## Begin DATASET RECORDS

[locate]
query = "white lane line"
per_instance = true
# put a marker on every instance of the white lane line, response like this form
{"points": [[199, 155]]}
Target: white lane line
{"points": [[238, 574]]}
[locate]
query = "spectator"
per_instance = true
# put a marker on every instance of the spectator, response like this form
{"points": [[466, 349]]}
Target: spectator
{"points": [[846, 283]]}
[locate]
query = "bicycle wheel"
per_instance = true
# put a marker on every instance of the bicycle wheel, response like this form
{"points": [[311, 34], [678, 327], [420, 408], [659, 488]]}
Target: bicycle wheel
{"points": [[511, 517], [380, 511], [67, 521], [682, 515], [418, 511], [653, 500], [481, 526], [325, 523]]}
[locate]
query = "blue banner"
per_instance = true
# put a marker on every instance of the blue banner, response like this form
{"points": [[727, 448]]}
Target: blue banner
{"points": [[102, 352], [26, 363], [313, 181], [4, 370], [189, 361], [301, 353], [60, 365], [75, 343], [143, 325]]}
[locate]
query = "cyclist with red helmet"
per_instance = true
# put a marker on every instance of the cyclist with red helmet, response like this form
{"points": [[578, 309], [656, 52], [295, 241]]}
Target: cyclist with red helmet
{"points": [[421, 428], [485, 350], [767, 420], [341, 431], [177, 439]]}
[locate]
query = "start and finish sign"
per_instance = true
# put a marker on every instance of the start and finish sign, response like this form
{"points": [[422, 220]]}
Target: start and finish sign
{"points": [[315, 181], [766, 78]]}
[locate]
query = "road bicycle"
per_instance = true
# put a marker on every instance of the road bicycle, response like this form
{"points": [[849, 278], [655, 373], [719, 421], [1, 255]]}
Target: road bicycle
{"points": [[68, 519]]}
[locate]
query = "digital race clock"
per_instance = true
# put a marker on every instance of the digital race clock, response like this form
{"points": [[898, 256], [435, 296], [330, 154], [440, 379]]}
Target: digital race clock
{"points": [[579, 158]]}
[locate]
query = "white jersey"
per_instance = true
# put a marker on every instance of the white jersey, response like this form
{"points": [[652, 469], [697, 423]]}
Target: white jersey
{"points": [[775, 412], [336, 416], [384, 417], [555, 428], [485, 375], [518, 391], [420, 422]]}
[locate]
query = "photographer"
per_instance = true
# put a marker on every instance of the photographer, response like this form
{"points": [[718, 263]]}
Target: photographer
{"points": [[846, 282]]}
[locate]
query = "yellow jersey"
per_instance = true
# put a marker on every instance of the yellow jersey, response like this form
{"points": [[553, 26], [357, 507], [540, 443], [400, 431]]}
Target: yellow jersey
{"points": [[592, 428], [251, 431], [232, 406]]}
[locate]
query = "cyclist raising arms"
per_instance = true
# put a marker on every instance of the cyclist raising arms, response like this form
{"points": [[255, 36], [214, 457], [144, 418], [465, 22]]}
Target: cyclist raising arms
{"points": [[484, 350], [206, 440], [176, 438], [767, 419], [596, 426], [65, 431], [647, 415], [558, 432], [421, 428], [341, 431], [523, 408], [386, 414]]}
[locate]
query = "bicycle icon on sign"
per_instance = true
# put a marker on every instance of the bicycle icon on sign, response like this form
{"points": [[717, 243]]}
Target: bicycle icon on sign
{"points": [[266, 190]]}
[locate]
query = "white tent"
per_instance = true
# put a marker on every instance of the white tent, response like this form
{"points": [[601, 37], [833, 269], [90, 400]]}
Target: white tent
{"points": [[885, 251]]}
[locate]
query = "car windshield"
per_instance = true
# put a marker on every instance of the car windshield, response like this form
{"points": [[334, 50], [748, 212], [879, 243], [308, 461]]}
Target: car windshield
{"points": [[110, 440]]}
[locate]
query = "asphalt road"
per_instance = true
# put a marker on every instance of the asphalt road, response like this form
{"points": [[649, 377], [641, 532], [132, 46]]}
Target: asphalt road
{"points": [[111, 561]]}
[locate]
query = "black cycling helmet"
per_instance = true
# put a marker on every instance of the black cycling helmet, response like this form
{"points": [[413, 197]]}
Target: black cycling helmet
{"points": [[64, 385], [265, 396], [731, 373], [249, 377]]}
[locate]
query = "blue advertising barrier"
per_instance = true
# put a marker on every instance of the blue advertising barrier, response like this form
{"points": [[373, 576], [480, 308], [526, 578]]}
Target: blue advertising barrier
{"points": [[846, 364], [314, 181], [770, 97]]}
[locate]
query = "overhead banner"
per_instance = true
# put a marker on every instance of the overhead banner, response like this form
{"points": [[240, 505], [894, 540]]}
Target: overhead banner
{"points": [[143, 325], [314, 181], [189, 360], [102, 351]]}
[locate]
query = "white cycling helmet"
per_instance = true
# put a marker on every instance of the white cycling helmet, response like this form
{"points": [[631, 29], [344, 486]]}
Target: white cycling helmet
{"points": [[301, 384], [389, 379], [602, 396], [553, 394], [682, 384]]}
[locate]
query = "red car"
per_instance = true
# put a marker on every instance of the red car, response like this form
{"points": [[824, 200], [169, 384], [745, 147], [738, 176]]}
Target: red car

## End DATASET RECORDS

== TASK INSTRUCTIONS ==
Return each line of the data above that contains the string "raising".

== OUTPUT FOR THIS EXERCISE ==
query = "cyclist raising arms"
# put a marker on every instance of the cyclist raising arms, response like this form
Target: cyclist raising arms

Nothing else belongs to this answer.